Task details – Locate the line that contains "For every instance of the woven", then copy it and all later lines of the data below exactly, through the last one.

◇ ◇ ◇ ◇

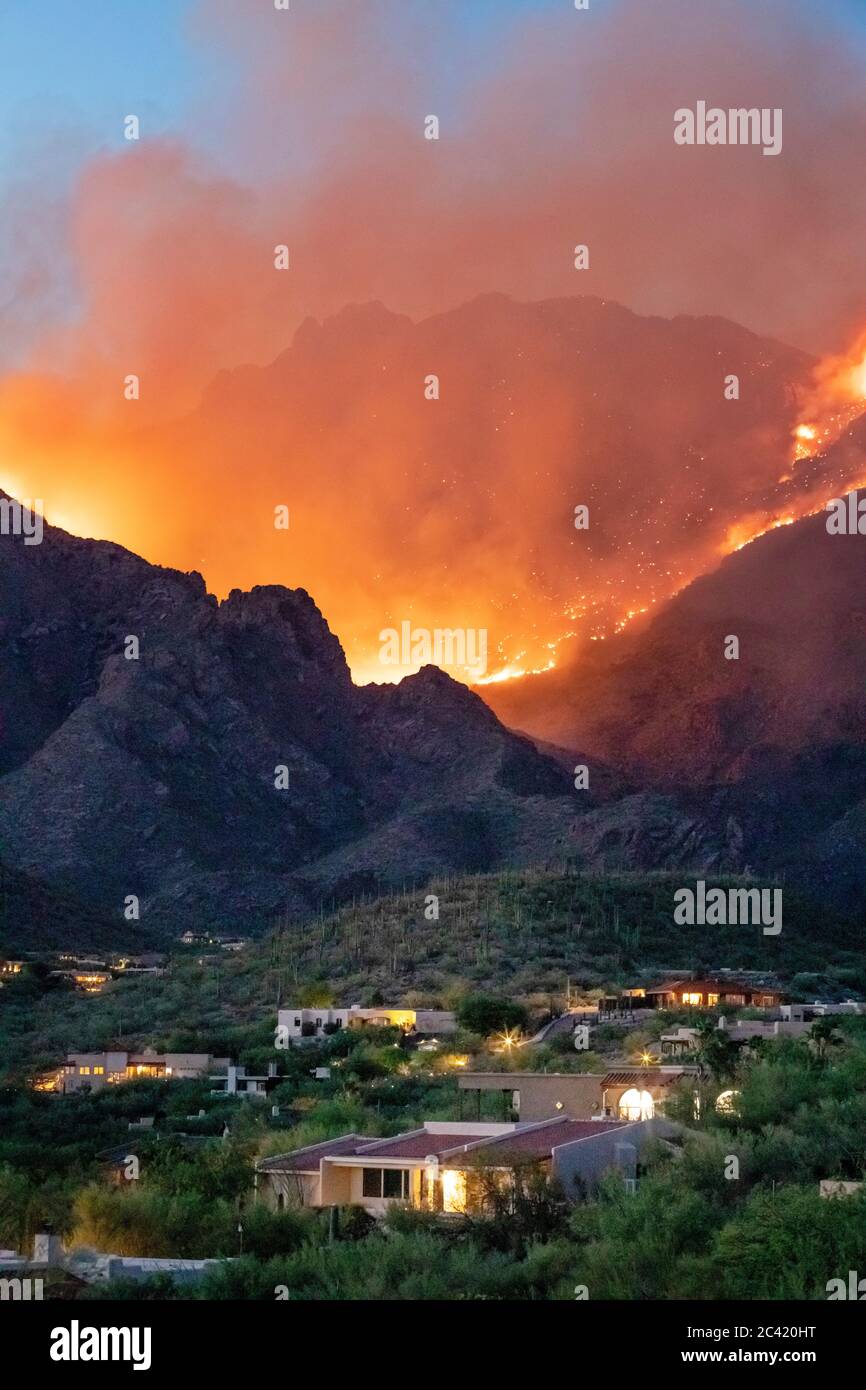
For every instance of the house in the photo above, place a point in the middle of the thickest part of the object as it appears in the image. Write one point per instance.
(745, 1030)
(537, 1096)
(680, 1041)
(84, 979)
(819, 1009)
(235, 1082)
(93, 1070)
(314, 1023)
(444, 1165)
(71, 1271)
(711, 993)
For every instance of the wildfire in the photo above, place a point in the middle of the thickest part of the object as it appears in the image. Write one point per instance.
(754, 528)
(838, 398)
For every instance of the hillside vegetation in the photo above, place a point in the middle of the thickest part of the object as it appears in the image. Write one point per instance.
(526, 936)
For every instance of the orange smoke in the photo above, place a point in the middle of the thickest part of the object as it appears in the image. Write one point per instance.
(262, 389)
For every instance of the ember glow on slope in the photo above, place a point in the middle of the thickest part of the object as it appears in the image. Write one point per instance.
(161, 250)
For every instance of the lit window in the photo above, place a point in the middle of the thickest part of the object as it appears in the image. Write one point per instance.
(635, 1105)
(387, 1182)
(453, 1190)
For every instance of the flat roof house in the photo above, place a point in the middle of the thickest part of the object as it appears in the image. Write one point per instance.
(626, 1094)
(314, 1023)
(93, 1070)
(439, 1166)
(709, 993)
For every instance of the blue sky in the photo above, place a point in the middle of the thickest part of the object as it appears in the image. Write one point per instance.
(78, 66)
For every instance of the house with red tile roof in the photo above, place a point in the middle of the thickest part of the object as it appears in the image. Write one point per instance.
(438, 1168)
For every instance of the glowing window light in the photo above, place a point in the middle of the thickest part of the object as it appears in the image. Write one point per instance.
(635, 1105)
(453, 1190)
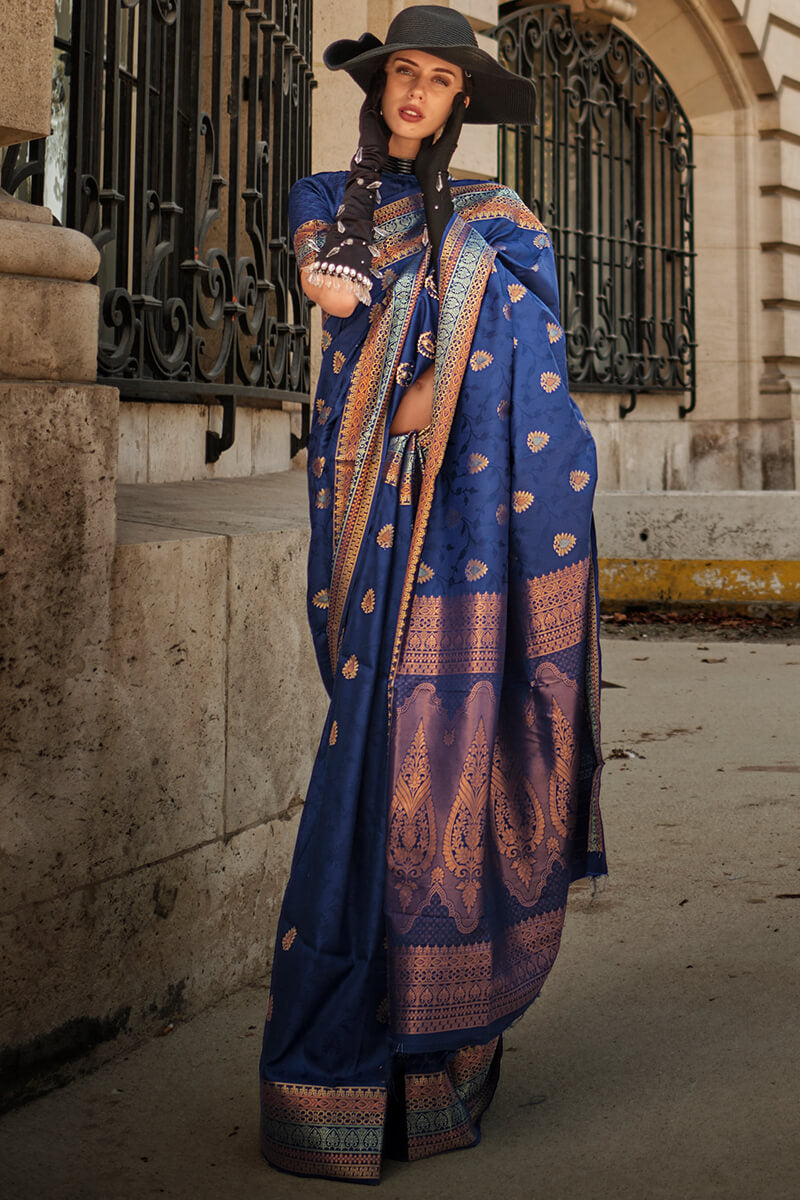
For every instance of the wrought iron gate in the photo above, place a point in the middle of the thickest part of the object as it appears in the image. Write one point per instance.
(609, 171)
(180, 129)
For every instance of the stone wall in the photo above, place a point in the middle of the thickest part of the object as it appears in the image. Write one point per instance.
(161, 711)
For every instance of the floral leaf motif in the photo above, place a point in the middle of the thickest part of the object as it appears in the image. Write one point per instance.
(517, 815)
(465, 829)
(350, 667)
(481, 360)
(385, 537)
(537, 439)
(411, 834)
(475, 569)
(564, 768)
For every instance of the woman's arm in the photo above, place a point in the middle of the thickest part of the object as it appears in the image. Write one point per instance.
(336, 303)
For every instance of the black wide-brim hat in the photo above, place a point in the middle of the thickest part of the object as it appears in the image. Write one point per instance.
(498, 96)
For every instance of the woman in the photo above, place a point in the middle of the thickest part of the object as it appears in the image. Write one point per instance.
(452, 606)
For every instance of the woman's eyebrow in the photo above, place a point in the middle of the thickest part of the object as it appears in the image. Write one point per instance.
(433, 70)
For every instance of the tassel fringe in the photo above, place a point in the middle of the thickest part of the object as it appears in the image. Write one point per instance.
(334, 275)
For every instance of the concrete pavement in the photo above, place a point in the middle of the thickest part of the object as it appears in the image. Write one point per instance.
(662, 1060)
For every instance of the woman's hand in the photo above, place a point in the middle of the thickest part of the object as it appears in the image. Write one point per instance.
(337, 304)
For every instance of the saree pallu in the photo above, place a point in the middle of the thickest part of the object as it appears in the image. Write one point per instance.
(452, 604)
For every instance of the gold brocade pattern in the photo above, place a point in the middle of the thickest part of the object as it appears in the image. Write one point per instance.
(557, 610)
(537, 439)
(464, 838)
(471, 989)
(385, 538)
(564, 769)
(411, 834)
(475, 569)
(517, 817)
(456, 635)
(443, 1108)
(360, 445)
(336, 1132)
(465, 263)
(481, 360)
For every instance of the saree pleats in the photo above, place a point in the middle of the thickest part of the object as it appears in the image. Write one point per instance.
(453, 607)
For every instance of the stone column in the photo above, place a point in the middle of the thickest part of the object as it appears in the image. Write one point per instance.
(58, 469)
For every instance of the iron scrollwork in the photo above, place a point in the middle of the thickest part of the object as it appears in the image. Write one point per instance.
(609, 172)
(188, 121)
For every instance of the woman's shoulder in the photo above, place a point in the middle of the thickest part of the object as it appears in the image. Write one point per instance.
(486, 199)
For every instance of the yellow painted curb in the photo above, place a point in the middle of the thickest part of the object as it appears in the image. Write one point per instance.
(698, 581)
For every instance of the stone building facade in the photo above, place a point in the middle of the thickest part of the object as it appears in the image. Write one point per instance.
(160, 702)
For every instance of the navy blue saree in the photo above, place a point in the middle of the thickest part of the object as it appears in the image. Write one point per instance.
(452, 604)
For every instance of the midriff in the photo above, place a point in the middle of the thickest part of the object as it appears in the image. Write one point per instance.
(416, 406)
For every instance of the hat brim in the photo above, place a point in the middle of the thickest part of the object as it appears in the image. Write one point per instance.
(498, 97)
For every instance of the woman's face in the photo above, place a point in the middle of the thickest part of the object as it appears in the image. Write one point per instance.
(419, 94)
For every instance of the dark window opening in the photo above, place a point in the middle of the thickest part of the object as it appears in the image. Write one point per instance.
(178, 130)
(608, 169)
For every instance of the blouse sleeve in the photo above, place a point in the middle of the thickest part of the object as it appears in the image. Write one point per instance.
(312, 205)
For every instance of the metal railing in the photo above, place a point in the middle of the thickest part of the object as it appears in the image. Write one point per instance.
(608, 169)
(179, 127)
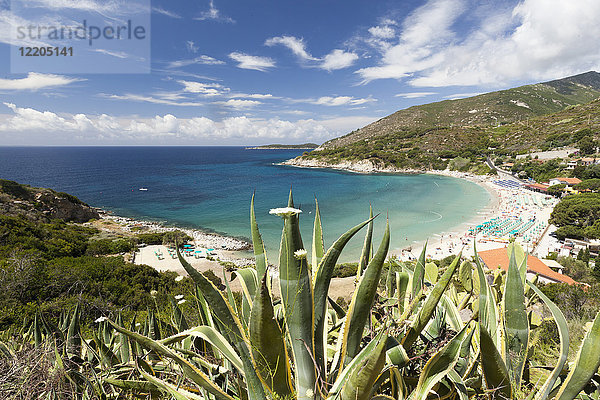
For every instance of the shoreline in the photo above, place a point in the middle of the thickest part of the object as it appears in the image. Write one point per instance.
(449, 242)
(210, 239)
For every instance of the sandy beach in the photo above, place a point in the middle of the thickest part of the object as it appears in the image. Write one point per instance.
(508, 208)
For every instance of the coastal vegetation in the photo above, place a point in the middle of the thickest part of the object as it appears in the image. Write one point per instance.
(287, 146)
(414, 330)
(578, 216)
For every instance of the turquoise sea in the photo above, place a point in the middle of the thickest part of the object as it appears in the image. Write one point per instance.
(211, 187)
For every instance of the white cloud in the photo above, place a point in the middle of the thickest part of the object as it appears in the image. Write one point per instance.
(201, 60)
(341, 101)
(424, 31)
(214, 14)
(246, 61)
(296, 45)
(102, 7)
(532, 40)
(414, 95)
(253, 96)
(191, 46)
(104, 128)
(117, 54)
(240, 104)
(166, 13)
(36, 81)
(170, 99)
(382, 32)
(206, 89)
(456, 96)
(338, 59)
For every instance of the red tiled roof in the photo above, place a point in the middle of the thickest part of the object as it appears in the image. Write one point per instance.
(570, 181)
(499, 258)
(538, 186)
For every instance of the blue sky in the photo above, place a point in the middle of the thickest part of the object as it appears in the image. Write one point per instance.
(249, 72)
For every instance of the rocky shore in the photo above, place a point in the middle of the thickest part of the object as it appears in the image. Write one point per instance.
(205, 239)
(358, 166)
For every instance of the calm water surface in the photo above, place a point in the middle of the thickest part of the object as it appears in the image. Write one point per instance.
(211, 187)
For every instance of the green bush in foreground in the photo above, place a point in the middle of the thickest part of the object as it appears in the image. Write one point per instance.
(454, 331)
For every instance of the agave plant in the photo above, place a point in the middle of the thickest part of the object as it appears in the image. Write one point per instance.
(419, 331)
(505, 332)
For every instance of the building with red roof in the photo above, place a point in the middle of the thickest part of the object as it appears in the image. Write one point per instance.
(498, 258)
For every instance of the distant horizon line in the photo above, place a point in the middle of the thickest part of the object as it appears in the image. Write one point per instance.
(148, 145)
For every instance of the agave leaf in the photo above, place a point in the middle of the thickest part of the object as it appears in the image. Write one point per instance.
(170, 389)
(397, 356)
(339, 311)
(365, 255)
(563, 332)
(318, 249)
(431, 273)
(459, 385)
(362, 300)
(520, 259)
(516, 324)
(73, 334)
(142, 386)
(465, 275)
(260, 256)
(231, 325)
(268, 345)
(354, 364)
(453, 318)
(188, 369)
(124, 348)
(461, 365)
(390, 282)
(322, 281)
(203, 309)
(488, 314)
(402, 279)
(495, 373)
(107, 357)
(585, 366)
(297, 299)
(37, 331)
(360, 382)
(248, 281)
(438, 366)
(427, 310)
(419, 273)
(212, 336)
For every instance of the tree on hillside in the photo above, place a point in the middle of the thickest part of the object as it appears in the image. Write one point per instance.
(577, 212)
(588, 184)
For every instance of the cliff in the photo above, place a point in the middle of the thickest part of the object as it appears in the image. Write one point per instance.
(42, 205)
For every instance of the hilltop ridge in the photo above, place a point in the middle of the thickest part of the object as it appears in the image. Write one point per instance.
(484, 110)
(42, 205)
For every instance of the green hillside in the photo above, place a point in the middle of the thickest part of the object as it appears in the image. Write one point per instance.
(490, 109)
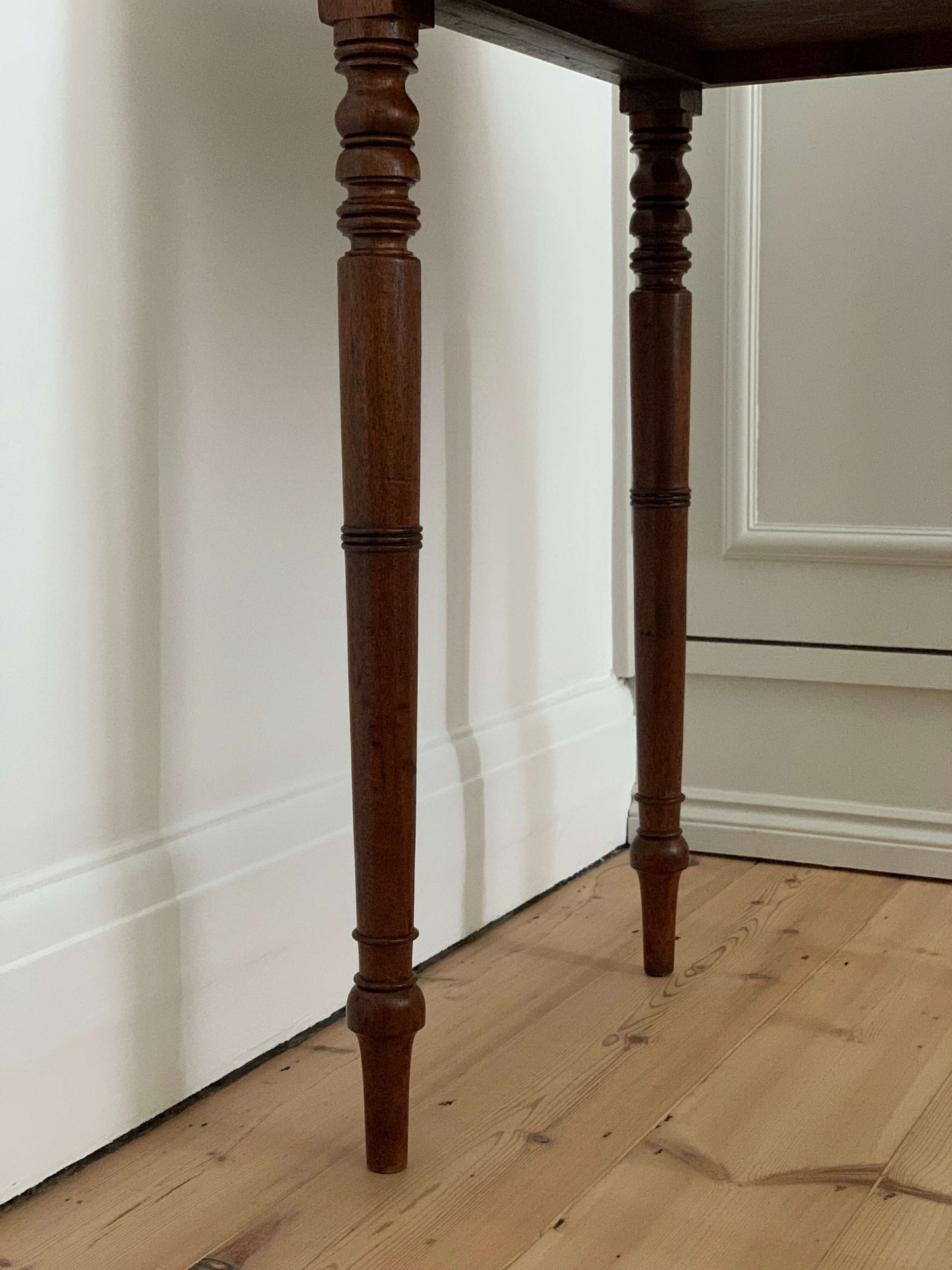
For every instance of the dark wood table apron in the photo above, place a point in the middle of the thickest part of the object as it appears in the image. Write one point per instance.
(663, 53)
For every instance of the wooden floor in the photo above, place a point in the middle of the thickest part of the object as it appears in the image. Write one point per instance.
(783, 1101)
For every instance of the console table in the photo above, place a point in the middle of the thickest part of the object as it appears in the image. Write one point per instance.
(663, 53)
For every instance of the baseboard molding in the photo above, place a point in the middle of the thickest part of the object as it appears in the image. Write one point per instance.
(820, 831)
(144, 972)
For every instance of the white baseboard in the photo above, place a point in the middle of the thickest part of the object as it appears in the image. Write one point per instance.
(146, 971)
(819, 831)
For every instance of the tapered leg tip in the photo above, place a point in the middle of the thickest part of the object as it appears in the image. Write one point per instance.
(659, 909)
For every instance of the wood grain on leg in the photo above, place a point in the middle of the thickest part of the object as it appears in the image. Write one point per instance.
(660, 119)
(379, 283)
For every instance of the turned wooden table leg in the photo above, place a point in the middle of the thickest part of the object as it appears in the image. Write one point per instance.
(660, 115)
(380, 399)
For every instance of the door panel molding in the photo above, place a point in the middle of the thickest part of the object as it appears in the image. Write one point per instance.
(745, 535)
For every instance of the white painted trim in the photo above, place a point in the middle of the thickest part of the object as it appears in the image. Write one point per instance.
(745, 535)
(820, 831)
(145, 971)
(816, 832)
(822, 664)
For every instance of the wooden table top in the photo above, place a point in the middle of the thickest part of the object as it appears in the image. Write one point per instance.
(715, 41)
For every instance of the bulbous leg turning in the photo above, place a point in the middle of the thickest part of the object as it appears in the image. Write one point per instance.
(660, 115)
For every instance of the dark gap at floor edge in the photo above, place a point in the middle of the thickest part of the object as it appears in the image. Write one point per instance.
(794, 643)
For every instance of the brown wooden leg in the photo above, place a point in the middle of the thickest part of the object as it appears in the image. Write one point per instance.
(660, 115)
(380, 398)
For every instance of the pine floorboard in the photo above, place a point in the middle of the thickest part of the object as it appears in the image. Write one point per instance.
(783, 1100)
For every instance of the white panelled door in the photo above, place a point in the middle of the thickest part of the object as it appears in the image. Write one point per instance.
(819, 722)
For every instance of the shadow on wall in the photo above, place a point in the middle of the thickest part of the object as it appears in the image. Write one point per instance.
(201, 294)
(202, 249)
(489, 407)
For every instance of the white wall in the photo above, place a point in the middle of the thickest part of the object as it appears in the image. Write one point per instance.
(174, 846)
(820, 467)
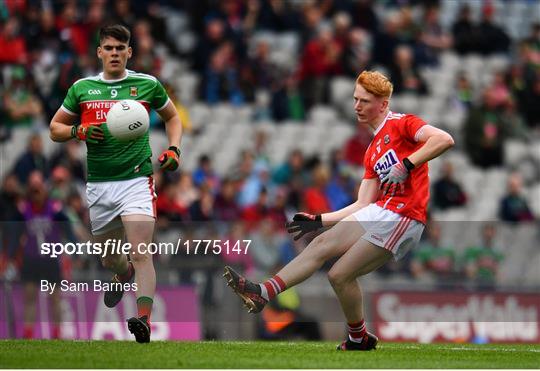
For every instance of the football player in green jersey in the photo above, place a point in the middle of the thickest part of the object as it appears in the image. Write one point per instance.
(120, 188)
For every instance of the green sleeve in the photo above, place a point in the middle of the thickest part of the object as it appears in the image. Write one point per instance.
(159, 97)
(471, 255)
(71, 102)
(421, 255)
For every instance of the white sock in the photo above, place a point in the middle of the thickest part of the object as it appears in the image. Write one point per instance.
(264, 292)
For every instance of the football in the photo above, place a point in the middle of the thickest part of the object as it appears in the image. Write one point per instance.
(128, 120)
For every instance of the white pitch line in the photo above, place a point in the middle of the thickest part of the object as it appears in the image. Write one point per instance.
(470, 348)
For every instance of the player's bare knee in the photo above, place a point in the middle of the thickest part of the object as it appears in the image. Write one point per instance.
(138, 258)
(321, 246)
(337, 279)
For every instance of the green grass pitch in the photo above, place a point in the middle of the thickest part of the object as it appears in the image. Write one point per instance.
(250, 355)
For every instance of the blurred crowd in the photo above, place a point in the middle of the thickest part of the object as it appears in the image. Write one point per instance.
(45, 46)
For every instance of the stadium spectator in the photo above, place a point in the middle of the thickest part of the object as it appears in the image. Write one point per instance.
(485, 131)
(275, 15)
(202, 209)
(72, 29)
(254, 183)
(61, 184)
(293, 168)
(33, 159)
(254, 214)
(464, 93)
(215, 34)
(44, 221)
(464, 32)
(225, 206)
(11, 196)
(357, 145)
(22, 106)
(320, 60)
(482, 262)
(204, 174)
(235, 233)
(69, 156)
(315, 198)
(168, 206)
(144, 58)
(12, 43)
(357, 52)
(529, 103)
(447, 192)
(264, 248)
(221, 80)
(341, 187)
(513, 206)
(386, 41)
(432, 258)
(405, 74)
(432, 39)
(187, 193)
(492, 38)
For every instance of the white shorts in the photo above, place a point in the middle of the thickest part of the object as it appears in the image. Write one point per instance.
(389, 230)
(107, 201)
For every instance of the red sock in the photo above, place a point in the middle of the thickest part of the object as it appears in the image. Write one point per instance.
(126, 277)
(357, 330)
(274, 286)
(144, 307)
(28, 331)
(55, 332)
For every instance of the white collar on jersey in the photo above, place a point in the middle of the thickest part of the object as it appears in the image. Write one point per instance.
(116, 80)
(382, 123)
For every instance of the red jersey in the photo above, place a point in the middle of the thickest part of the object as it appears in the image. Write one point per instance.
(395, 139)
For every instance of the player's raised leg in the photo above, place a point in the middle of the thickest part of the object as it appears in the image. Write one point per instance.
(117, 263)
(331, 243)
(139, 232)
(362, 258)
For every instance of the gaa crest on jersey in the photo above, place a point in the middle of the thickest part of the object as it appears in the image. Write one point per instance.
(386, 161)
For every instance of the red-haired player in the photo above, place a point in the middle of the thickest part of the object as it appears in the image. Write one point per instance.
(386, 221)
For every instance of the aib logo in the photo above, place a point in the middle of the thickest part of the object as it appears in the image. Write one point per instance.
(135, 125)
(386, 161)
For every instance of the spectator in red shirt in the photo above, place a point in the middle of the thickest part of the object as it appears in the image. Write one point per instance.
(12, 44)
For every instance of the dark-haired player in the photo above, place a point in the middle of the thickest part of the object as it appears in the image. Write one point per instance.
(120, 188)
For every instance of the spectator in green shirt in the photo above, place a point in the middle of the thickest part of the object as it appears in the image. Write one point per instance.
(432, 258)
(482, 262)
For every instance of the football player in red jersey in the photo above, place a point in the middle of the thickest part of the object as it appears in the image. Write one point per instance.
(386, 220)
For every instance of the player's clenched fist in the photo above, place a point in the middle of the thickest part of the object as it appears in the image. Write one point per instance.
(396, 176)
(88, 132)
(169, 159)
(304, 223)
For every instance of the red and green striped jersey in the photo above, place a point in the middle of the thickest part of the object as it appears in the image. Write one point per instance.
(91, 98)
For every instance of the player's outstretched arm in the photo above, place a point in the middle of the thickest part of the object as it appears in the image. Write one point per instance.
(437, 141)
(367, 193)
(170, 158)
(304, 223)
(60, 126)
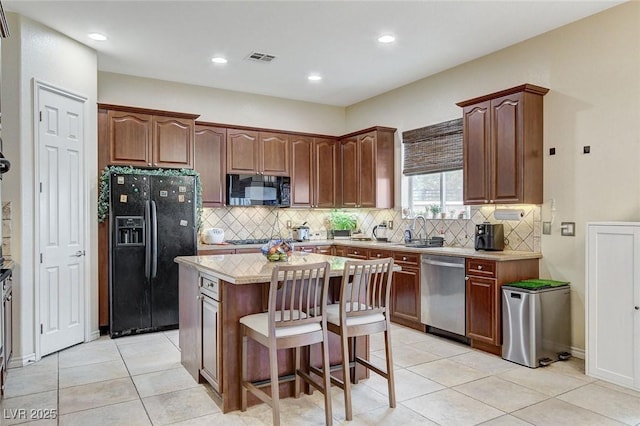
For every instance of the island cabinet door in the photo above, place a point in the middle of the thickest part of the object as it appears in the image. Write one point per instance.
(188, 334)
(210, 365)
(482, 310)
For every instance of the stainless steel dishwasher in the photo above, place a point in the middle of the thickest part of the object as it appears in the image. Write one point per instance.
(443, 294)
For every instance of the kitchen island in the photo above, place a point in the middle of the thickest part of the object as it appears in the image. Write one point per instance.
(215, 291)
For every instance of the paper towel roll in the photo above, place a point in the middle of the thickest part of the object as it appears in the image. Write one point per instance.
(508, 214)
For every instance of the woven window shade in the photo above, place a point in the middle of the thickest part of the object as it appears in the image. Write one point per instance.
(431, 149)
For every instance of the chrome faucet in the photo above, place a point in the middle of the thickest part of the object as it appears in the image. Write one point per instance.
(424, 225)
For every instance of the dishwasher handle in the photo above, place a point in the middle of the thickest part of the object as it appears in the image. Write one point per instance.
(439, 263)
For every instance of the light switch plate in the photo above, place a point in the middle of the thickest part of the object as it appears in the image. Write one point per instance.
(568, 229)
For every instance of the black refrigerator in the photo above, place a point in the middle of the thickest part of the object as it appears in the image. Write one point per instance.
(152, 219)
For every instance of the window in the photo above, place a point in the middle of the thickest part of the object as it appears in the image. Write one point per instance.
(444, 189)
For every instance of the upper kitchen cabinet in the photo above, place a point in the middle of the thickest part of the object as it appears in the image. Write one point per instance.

◇ ◇ ◇ ◇

Solution –
For every instance of the woven window shade in the photo above, place a point in the middle of the thickest part of the object as it appears in the image. Write one point per instance.
(431, 149)
For every instance of the chrome faucet in the photo above, place a point in the middle of the thickest part of the object as it appears in the image. Write one point per instance.
(424, 225)
For every instance of the dishwasher handle in the photo above, place a point in the middle of the thickest part of the object as it appears in the image. Write one point per instance.
(439, 263)
For every instance of the light switch plate in the photo above, place a point in the middle of the thickest part of the object as it appears in the image. Write one point per instance.
(568, 229)
For every instance of the black refrigerator in the photo above, place a point in the middle of the thickest part of the object as it appears in the image. Write one point per instance.
(152, 219)
For every instance of the window in the photo above, place a point in the middle of the thickest part of the object as it appears in the image. Write one point per instance.
(444, 189)
For every instance of the upper kitchen cabinet in the photo above, place a point in the middle of the thickest part of the object as it appears in the image. Write one point per instance.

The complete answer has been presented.